▸ Task item: Range to copy from the entries below: the line containing "Query: cluster of wheat ears" through the line containing "written like <point>390,162</point>.", inclusive. Retype only those lines, exactly, without any images.

(Stored records)
=== Begin Enclosure ===

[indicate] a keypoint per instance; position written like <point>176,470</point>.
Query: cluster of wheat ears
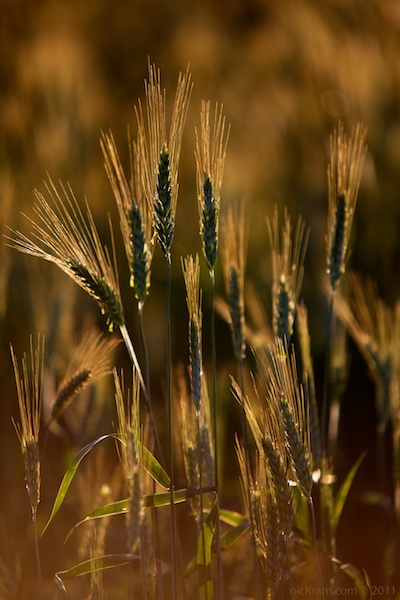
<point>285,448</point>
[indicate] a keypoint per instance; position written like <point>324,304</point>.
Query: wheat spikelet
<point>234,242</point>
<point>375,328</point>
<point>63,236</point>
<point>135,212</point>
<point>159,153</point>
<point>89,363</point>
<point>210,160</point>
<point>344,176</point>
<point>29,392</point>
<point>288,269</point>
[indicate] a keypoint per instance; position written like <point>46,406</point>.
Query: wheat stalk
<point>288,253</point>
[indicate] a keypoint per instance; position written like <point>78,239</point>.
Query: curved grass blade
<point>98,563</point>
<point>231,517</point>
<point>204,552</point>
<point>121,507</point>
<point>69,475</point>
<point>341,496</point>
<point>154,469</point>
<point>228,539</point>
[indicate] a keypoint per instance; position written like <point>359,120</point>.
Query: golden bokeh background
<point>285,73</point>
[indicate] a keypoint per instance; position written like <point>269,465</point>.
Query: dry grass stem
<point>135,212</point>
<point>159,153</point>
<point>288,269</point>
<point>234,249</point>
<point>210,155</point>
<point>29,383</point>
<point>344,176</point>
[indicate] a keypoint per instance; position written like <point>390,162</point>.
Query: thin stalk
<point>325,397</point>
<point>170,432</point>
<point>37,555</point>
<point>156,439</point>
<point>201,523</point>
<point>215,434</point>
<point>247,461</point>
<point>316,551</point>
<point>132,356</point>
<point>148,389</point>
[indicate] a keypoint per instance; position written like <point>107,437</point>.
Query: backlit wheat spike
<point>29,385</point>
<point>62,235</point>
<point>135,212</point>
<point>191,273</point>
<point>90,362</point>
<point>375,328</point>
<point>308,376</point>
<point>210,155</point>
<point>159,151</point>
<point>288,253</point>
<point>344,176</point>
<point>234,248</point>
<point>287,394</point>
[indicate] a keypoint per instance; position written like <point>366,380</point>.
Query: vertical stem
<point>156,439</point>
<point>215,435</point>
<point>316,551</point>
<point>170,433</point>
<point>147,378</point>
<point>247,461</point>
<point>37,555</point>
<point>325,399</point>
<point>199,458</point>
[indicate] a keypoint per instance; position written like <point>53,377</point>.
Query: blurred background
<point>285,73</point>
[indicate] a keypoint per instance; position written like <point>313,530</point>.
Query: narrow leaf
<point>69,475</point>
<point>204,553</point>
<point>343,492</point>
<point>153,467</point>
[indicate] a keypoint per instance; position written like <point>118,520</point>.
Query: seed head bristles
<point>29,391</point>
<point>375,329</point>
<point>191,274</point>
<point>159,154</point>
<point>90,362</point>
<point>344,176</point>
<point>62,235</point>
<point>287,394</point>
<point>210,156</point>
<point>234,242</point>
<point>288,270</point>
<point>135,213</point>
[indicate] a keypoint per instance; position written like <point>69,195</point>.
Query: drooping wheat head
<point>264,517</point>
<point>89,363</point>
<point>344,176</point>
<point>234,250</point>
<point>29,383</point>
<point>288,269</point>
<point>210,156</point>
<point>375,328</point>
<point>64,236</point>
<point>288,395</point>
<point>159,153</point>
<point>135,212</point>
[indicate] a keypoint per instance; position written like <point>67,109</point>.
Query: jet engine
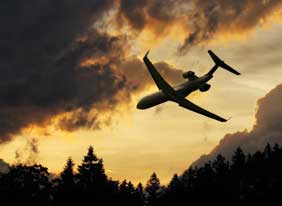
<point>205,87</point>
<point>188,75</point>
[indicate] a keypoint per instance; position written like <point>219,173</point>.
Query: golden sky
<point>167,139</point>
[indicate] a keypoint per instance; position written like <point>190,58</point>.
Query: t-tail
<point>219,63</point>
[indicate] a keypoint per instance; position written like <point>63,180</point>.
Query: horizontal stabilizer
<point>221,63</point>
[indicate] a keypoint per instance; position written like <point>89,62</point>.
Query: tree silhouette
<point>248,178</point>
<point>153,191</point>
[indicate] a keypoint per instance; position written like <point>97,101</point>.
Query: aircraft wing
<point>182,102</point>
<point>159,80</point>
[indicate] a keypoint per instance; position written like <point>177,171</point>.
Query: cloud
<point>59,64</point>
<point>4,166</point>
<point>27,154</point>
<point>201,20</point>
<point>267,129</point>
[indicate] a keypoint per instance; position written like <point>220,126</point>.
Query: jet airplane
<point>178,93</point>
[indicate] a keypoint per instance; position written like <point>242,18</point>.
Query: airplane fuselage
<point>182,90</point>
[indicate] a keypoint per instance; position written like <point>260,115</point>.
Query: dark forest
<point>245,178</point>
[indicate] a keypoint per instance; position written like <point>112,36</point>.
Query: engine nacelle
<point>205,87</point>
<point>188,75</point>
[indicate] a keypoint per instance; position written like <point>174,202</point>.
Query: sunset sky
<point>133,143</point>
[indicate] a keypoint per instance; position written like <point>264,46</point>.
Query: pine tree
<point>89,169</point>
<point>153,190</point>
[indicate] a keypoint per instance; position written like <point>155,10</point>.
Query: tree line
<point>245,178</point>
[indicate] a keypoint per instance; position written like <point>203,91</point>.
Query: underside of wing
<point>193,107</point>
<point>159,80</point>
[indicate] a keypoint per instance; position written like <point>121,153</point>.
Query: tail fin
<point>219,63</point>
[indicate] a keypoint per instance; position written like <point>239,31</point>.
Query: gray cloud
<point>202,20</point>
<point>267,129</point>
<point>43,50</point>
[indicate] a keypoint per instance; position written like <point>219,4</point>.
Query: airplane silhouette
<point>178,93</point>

=== End Enclosure ===

▸ Written solution:
Query: cluster of wheat ears
<point>285,448</point>
[indicate] a keypoint per instance; position written like <point>324,304</point>.
Query: wheat spikelet
<point>234,242</point>
<point>375,328</point>
<point>63,236</point>
<point>135,212</point>
<point>159,153</point>
<point>89,363</point>
<point>210,160</point>
<point>344,176</point>
<point>29,392</point>
<point>288,269</point>
[indicate] a keypoint per instance; position written like <point>46,406</point>.
Query: wheat stalk
<point>288,253</point>
[indicate] a keypoint per instance; position written like <point>78,239</point>.
Query: curved grass blade
<point>98,563</point>
<point>231,517</point>
<point>204,552</point>
<point>121,507</point>
<point>69,475</point>
<point>341,496</point>
<point>154,469</point>
<point>228,539</point>
[indicate] a keypoint per instance; position written like <point>359,120</point>.
Query: golden bokeh background
<point>285,73</point>
[indicate] a keypoint per instance; position written like <point>269,465</point>.
Query: dry grass stem
<point>135,212</point>
<point>159,153</point>
<point>288,269</point>
<point>234,249</point>
<point>210,155</point>
<point>29,383</point>
<point>344,176</point>
[indicate] a keypoint per instance; position written like <point>390,162</point>.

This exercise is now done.